Collect every line of the records below that contains the word "white", and copy each one.

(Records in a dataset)
------------------------------------------------
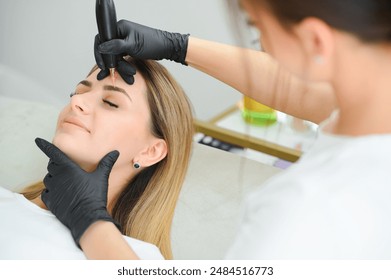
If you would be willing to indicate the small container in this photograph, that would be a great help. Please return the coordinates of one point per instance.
(256, 113)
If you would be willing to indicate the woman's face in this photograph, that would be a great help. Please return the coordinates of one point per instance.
(101, 118)
(275, 40)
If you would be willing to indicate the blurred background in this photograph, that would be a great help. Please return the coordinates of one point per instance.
(50, 43)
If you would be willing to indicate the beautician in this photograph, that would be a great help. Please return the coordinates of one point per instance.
(326, 61)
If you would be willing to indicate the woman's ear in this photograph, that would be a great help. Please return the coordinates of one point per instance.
(317, 40)
(152, 154)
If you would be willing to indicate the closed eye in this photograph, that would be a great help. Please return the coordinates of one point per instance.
(110, 103)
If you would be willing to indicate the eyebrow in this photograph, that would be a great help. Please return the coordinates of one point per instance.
(107, 87)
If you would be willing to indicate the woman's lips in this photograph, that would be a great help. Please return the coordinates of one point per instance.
(77, 122)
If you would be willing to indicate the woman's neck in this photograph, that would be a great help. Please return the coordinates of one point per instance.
(363, 88)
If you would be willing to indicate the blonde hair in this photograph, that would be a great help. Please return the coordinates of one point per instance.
(145, 208)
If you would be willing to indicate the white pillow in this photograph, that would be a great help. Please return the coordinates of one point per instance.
(21, 121)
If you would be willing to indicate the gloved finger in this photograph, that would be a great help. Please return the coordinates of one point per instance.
(126, 67)
(45, 196)
(126, 71)
(106, 163)
(103, 74)
(46, 182)
(113, 47)
(97, 54)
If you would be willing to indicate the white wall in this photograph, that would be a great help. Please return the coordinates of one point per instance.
(51, 41)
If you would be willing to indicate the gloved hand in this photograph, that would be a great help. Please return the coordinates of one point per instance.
(143, 42)
(77, 198)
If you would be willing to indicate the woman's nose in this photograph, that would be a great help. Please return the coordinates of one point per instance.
(79, 103)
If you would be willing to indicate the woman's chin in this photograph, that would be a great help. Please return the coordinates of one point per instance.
(76, 153)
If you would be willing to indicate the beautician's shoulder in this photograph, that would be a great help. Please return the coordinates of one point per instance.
(144, 250)
(5, 193)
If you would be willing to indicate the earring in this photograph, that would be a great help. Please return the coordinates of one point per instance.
(318, 59)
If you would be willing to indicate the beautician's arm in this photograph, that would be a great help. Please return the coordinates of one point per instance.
(102, 240)
(259, 76)
(252, 73)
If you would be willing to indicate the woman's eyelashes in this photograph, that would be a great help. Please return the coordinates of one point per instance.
(104, 100)
(111, 104)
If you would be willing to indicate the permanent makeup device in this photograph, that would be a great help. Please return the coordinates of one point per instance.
(106, 19)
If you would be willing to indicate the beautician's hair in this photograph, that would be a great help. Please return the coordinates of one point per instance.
(145, 208)
(369, 20)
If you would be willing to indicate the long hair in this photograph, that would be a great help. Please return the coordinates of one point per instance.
(368, 20)
(145, 208)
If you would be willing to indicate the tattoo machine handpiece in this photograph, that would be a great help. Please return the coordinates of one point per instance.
(106, 19)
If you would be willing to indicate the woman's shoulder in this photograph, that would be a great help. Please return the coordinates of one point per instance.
(144, 250)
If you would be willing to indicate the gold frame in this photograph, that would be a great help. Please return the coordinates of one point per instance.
(246, 141)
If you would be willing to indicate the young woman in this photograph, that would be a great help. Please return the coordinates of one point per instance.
(149, 125)
(329, 62)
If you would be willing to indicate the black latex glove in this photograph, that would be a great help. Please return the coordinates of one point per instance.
(77, 198)
(143, 42)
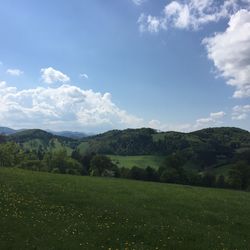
------------------------------------------------
--- Result for this task ---
If you would be willing to indicate the white pillow in this photograph, that would be a great help. Please return the coordinates of one point per instance.
If you would be willing to indicate the white wall in this photograph, that would be a great help. Please return the coordinates of one point per instance.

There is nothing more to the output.